As hardly needs emphasising, this marks a turning point in the history of RQM. This history started from the idea that the relativity of dynamical properties (and hence state vectors) is the key to understanding quantum theory. After a quarter of a century of pondering, developing, probing, and modelling, this idea has led us either to a view so vertiginous that some find it hard to make sense of, or to an account that seems to render relativity essentially obsolete.

In private communication, Rovelli informs us that he has not given up on RQM in its classical form, and that he is not personally convinced that it needs to be supplanted by the new, updated version. Which of them will enjoy greater popularity in the literature, and whether or not RQM will bid farewell to radical relativism, remains to be seen. This then is the story of how Relational Quantum Mechanics has reached a crossroads.

→ **Requirement 1**: From the RQM excerpt, extract the stretch from "In private communication, Rovelli" through "reached a crossroads.".
→ **Requirement 2**: In the RQM excerpt, how long was the idea pondered and developed before reaching this turning point?
→ **Requirement 3**: List the four activities that the RQM excerpt says went on during the quarter century spent on the idea.

→ **Source data**:
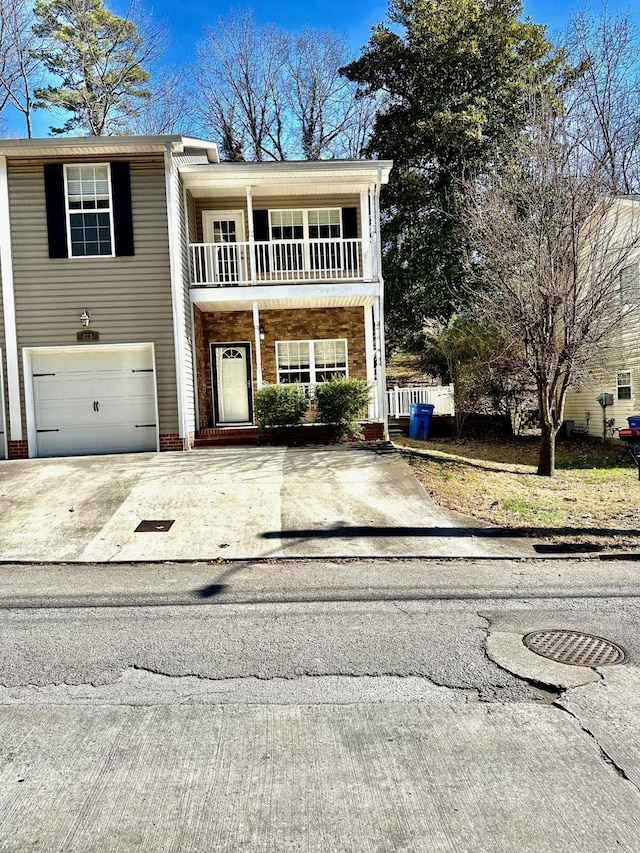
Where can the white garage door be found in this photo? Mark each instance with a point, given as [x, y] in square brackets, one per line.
[94, 400]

→ **Response 1**:
In private communication, Rovelli informs us that he has not given up on RQM in its classical form, and that he is not personally convinced that it needs to be supplanted by the new, updated version. Which of them will enjoy greater popularity in the literature, and whether or not RQM will bid farewell to radical relativism, remains to be seen. This then is the story of how Relational Quantum Mechanics has reached a crossroads.

→ **Response 2**: A quarter of a century.

→ **Response 3**: pondering, developing, probing, modelling